● **Provided text**
****************************************
Every couple of months I make it out to  California to visit accounts, buyers and distributors and I wanted share some gustatory ​inspiration from the Golden State. Any of you who know me know that I plan all my trips around three things: breakfast, lunch and dinner. Though I love digging into the food of everywhere, the world of California cuisine is one of my favorites and has had the most influence on my cooking.

Here is a briefing of the last trip’s eats:

SF:
Tartine Manufactory  knocked my socks off. As a recent sourdough maker, I was content to watch the bakers pulling one perfect loaf after another out of their big oven. Great for breakfast -​ the toasts, coffee and banana bread pudding were delicious and the Heath ceramics factory/showroom is drool worthy.

Sunday Bird/ Boba Guys : ​ Sunday bird is a tasty Korean Style fried chicken place right behind t​he Boba guys (who make a mean matcha latte) they serve simple fare- kim chi fried rice, chicken sandwich on bao, fried chicken with gochugaru. Yummy. Want to make kim chi fried rice for kids lunches (though SCHOOL IS OUT FOR SUMMER!!) but it is a great, easy, slightly spicy hit.

Can’t beat Burma Superstar for lunch or dinner- check out their line of grab and​ go and
DIY products as well!

Latest super treat was Izakaya Rintaro

​c​ool, ​funk​y space in the Mission with incredible food. A friend recommended it after I told her how fond I was of Ippaku, another wonderful spot in the East Bay. Great, unique goyza, fresh vibrant fish, ​ handmade noodles and mochi. Highly recommend.

East Bay:
The scene is here is so vibrant and ever changing that I don’t even pretend to know what the latest and greatest is. I just have old favs.
****************************************
● **Dataset section**
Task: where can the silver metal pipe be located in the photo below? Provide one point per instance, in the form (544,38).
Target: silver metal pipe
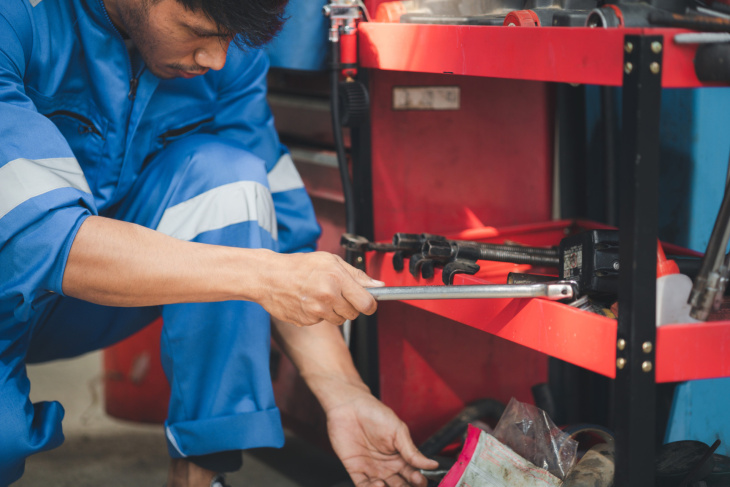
(552,291)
****************************************
● **Challenges**
(1) Answer these from the California food post:
(a) What three things does the writer plan every trip around?
(b) What drink does the writer say the Boba Guys make well?
(c) What East Bay spot did the writer mention to the friend who recommended Izakaya Rintaro?
(2) From the California food post, quote the part that opens with the words containing "Here is a briefing" and closes with "slightly spicy hit.".
(3) List every food the California food post names as served at Izakaya Rintaro.

● **Final results**
(1)
(a) Breakfast, lunch and dinner.
(b) A matcha latte.
(c) Ippaku.

(2)
Here is a briefing of the last trip’s eats:

SF:
Tartine Manufactory  knocked my socks off. As a recent sourdough maker, I was content to watch the bakers pulling one perfect loaf after another out of their big oven. Great for breakfast -​ the toasts, coffee and banana bread pudding were delicious and the Heath ceramics factory/showroom is drool worthy.

Sunday Bird/ Boba Guys : ​ Sunday bird is a tasty Korean Style fried chicken place right behind t​he Boba guys (who make a mean matcha latte) they serve simple fare- kim chi fried rice, chicken sandwich on bao, fried chicken with gochugaru. Yummy. Want to make kim chi fried rice for kids lunches (though SCHOOL IS OUT FOR SUMMER!!) but it is a great, easy, slightly spicy hit.

(3)
- goyza
- fresh vibrant fish
- handmade noodles
- mochi